Trinidadian would-be plane thief deported, banned from US entry

FLORIDA, United States--The Trinidadian aviation student who tried to steal an American Airlines plane at an airport in Florida last month, was to be deported to the land of his birth on Wednesday and is barred from entering the United States again, under a plea deal he reached with prosecutors.

  Law enforcement officials in the twin-island republic said they were prepared for his return home.

  Nishal Sankat – the 22-year-old aviation management student at Florida Institute of Technology and son of former principal of the St. Augustine campus of the University of the West Indies (UWI), professor Clement Sankat – pleaded guilty on Monday to the charge of burglary of a conveyance. Prosecutors dropped charges of trespassing and grand theft.

  He was sentenced to time served at the Brevard County Jail Complex – 12 days – where he had been on suicide watch; and ordered to pay US $909 to cover the cost of the Melbourne Airport Police Department investigation into the incident which took place at the Melbourne International Airport in Orlando, Florida.

  His commercial pilot’s licence, which he received in January, is also being revoked.

  “The plea was part of an agreement reached after an extensive investigation by Melbourne Police, Melbourne Airport Police, Joint Terrorism Task Force and the [US Federal Bureau of Investigation – Ed.] FBI found Sankat acted alone and was suffering from depression and mental health issues when he boarded the American Airlines jet on September 20, 2018,” a statement from the State’s Attorney General’s Office said.

  Sankat, a dual citizen of Trinidad and Tobago and Canada, had no prior criminal history.
---------------
» **AIM**
Write the next part of the news report about the Trinidadian student who tried to steal a plane, picking up after its final sentence. The listing has nothing to do with the news report.

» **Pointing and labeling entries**
---------------
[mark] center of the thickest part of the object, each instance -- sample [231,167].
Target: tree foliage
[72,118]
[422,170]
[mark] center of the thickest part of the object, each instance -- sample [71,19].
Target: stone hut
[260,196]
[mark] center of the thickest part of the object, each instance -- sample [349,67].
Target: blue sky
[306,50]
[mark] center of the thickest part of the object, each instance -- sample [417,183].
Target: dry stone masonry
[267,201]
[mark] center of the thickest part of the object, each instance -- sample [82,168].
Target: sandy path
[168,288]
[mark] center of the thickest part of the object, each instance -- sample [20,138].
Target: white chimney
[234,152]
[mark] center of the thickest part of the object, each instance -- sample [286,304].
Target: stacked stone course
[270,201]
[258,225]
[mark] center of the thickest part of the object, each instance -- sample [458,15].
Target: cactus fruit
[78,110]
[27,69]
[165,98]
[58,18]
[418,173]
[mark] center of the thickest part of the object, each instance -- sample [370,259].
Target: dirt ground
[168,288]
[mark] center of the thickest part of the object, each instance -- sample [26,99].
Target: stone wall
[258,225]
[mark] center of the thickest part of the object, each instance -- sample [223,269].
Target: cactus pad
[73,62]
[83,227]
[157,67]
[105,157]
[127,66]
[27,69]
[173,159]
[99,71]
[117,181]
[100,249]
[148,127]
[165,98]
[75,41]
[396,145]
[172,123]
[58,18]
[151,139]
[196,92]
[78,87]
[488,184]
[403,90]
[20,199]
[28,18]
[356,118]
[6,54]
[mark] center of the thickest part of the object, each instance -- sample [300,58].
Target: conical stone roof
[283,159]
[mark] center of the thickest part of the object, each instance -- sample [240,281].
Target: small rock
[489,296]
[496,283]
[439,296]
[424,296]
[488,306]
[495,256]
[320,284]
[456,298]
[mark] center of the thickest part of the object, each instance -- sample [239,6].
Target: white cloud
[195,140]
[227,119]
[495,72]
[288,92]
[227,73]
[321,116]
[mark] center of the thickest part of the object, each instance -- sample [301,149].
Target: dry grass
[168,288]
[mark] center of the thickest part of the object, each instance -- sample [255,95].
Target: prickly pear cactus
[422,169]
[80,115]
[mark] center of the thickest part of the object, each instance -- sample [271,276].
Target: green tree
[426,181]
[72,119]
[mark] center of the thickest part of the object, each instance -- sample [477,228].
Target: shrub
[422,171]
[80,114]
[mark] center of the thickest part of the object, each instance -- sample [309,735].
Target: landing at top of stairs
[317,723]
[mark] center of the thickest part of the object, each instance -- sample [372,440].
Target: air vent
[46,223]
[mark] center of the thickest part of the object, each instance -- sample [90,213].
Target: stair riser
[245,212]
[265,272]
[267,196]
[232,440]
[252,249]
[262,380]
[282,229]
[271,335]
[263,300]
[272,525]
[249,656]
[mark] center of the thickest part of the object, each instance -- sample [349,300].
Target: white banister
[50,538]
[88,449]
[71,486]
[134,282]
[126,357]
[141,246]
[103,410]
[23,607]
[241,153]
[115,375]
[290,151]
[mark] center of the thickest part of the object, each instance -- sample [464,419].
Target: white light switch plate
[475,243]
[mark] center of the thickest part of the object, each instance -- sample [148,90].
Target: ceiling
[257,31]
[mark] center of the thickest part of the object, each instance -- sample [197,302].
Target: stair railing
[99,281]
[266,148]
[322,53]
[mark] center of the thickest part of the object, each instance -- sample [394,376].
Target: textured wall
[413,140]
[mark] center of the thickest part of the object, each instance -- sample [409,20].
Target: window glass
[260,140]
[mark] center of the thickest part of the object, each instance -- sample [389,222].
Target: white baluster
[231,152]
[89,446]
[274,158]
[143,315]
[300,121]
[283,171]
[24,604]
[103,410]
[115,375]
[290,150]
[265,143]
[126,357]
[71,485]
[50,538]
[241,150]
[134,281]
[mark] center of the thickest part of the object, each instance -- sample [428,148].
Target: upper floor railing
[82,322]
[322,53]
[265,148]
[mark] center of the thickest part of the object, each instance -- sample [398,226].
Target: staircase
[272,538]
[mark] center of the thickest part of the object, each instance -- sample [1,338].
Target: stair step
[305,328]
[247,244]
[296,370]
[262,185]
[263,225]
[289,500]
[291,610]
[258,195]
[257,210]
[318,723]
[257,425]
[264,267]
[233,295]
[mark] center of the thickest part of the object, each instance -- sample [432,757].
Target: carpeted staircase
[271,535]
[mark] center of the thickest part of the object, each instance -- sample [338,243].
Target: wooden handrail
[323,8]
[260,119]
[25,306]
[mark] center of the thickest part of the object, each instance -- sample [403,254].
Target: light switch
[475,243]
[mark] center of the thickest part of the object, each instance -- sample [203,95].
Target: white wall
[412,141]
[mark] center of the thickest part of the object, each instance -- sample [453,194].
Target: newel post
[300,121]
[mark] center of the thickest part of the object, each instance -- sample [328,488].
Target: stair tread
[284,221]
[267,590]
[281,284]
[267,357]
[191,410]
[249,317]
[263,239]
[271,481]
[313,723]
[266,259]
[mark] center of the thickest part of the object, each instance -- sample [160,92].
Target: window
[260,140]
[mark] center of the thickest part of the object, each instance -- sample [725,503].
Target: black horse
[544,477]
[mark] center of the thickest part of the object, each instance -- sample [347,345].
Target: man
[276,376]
---------------
» **THE OUTPUT**
  In the early hours of September 20, he got out of his car – which he left idling – outside the Melbourne International Airport, jumped the perimeter fence and boarded a plane which had been parked for maintenance. He was confronted by a maintenance supervisor and a technician aboard the aircraft and was subsequently arrested by police.

  The incident triggered an airport security lockdown which lasted five hours.

  Prosecutors said Sankat planned to steal the plane to harm himself.

  Professor Sankat had told the media in Trinidad and Tobago after his son’s arrest, that he had been very depressed earlier that week.

  In a statement issued on Tuesday, Minister of National Security Stuart Young said he had been contacted by US authorities and informed of Sankat’s deportation, and that law enforcement authorities, including the Immigration Division and the Trinidad and Tobago Police Service, were on standby to receive him.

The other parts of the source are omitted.